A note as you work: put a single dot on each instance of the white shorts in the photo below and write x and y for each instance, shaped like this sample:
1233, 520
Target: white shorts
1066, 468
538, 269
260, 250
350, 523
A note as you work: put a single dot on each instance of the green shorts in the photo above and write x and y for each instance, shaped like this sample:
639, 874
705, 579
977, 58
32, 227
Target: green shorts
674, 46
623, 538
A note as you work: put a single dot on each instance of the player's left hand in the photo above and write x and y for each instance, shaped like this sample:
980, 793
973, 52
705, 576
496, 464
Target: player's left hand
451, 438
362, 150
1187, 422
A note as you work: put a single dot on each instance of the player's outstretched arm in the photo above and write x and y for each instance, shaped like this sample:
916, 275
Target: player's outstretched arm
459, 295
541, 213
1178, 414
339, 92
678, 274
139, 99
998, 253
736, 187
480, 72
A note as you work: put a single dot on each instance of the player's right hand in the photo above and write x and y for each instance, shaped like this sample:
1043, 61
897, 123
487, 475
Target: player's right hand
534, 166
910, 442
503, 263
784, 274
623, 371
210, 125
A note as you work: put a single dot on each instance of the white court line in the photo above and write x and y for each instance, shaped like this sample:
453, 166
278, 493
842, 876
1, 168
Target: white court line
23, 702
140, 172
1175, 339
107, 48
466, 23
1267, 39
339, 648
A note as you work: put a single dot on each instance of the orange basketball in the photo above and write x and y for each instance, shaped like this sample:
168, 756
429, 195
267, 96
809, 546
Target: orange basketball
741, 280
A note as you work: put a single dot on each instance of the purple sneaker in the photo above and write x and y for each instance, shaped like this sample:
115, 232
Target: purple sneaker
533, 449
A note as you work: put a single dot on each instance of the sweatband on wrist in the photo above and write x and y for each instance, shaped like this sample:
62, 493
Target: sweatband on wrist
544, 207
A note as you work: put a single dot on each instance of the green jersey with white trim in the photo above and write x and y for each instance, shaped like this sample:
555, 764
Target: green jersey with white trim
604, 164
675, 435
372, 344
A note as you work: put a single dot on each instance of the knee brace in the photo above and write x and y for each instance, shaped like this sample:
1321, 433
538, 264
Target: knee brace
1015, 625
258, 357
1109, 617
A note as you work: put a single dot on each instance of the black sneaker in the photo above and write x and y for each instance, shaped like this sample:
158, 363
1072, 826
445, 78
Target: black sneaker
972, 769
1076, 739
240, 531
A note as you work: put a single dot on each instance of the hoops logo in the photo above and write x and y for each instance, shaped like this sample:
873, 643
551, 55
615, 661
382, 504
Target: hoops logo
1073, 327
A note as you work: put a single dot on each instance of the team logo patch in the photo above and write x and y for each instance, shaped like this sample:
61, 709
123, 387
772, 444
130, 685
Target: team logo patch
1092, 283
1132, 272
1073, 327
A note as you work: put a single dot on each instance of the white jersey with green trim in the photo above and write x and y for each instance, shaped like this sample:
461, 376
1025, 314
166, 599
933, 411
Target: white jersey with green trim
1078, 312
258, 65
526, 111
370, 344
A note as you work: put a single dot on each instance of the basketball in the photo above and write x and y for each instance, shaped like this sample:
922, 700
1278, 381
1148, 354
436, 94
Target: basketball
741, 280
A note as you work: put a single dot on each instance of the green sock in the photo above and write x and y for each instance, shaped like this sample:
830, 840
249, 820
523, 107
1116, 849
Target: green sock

§ **Task brief**
Write the listing out again, exactly as shown above.

§ **Written solution**
A note as you work: put a single dot on each instance of the white shorts in the photo below and write x and y for each instance, shaped like this sample:
1233, 520
Target: white shorts
1066, 468
538, 269
260, 250
350, 523
A note as you work: put a single dot on each instance of the green shorts in the photo above and write x and y for each instance, shaped like this sample:
639, 874
705, 579
977, 58
32, 227
Target: green shorts
674, 46
623, 538
A note as you work: put a single dot on each instance of the player's left hand in the photo above and write x and y for each instance, shaped like this sample:
980, 793
973, 52
705, 576
496, 464
Target: player's left hand
451, 438
362, 150
1187, 422
A note as you work: put a single dot on each instance of the player's outstretched arm in the photo above and write x and y for each instance, shaped like this sample:
916, 275
Target: player's outstretched arm
459, 295
541, 213
1178, 414
339, 92
678, 274
139, 99
998, 253
736, 187
480, 72
A note as you work: put a single dot on each instance of the player's right hand in the photo above and write x and y for each instance, shaped like this sample:
1043, 61
897, 123
487, 475
Target: player's right hand
534, 166
910, 442
503, 263
784, 274
623, 371
210, 125
A note as you work: put a single dot on each instance of the white court line in the photo above and write x and y for each instance, shaped like this sample:
453, 166
278, 493
842, 876
1, 168
Target: white court line
23, 702
140, 172
1175, 339
107, 48
466, 23
1267, 39
339, 648
A note as you work: put a single dot on each instance of the orange basketball in the photo above and write x and y for each instance, shaped like this sample:
168, 756
429, 195
267, 96
809, 546
Target: orange basketball
741, 280
A note as you work: put a single dot on each instance of the purple sneaker in the photo above and write x and y for each instance, shaped like this sample:
115, 232
Target: purple sneaker
533, 449
A note as you work: put a single dot on each instance of the sweatband on wrist in the photo above and write x and y for each instance, shaped like this sample:
62, 493
Target: sweatband on wrist
544, 207
A note as you work: put a single dot on each instance of the green jersey with white trim in the photo above and write x and y for each instance, shaped like this sample:
555, 764
Target: green jersey with white trim
604, 164
675, 435
372, 344
A note as you work: put a single dot on each instance of the knee brace in the photo above and write x and y for each instance, shaped like this sample:
1321, 433
538, 264
Target: knee brace
1015, 625
258, 357
1109, 617
A note as you work: put a single dot on each instance of the black sneaker in the photo above and write x and y for each instance, shaped like this sample:
158, 363
1072, 826
445, 78
Target: black sneaker
972, 769
1076, 739
240, 531
A note as you work: put a single dot on each instance of the hoops logo in the photo above and write x and y for each instance, shaped like this sample:
873, 643
551, 55
615, 661
382, 504
Target: hoops logo
1073, 327
A note as you work: put a single dot on each instance of the team logo patch in the photo above and write x and y for each instance, shaped like this sample:
61, 709
123, 387
772, 444
130, 685
Target: team logo patch
1092, 283
1132, 272
1073, 327
A note as you work: put a single dot on each instance of the white jersey with green trim in the photo above and write x and y for each instance, shaped like this sample:
461, 376
1025, 314
166, 599
933, 411
Target: white jersey with green trim
1078, 312
258, 65
526, 111
370, 344
A note as you work: put a single dot on each instance of the basketball in the photo above and write x and y for each instance, shaped like this sample:
922, 700
1278, 381
1148, 354
436, 94
Target: basketball
741, 280
A note as you work: put a single dot on each instance of the green sock in the photo above and write x and y for each instance, shaped like this sample:
830, 840
249, 820
523, 107
1116, 849
Target: green sock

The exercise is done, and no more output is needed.